- [THE REQUEST] Render the lines from the one containing "target: walk-in shower" through the final line as a numbered list, omitting any blank lines.
— Start —
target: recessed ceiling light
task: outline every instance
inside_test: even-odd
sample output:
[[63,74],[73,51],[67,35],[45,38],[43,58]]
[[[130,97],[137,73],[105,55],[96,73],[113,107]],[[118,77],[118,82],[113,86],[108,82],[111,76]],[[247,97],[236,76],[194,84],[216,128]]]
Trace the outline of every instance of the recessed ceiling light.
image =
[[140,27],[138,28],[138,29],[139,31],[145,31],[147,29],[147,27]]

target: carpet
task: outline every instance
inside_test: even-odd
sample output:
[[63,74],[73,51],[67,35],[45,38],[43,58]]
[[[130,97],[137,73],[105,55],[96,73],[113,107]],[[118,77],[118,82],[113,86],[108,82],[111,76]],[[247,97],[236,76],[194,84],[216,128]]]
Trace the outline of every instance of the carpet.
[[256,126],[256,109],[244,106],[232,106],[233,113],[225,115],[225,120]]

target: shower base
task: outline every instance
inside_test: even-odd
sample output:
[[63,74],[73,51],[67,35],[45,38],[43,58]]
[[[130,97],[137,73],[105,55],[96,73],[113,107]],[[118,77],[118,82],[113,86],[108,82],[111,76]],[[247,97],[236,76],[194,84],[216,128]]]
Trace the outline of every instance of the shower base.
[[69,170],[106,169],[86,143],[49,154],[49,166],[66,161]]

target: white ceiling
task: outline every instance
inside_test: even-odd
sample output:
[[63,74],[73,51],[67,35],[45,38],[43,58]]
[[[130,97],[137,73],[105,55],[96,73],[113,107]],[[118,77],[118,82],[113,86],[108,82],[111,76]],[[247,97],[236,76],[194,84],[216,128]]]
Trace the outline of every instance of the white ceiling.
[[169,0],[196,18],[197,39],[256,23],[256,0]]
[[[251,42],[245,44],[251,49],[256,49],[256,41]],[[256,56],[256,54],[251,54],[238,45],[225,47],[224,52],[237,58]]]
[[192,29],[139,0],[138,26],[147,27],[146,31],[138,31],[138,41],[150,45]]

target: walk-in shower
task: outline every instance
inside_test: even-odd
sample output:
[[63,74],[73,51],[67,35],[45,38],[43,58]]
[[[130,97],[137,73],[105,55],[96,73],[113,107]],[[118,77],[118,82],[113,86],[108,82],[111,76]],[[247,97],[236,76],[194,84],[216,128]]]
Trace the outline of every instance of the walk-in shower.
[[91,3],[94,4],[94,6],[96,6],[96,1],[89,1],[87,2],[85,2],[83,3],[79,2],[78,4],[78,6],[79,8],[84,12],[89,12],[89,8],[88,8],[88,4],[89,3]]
— End —
- [EXPECTED ANSWER]
1. target: walk-in shower
2. task: outline every instance
3. inside_test: even-odd
4. sample output:
5. [[63,74],[73,51],[67,35],[45,38],[43,58]]
6. [[[130,97],[137,73],[105,55],[96,73],[113,107]],[[118,77],[118,82],[113,86],[108,82],[111,76]],[[247,97],[236,76],[194,84],[216,128]]]
7. Trace the outline of every instance of the walk-in shower.
8. [[91,3],[94,4],[94,6],[96,6],[96,1],[89,1],[87,2],[85,2],[83,3],[79,2],[78,4],[78,6],[79,8],[84,12],[89,12],[89,8],[88,8],[88,4],[89,3]]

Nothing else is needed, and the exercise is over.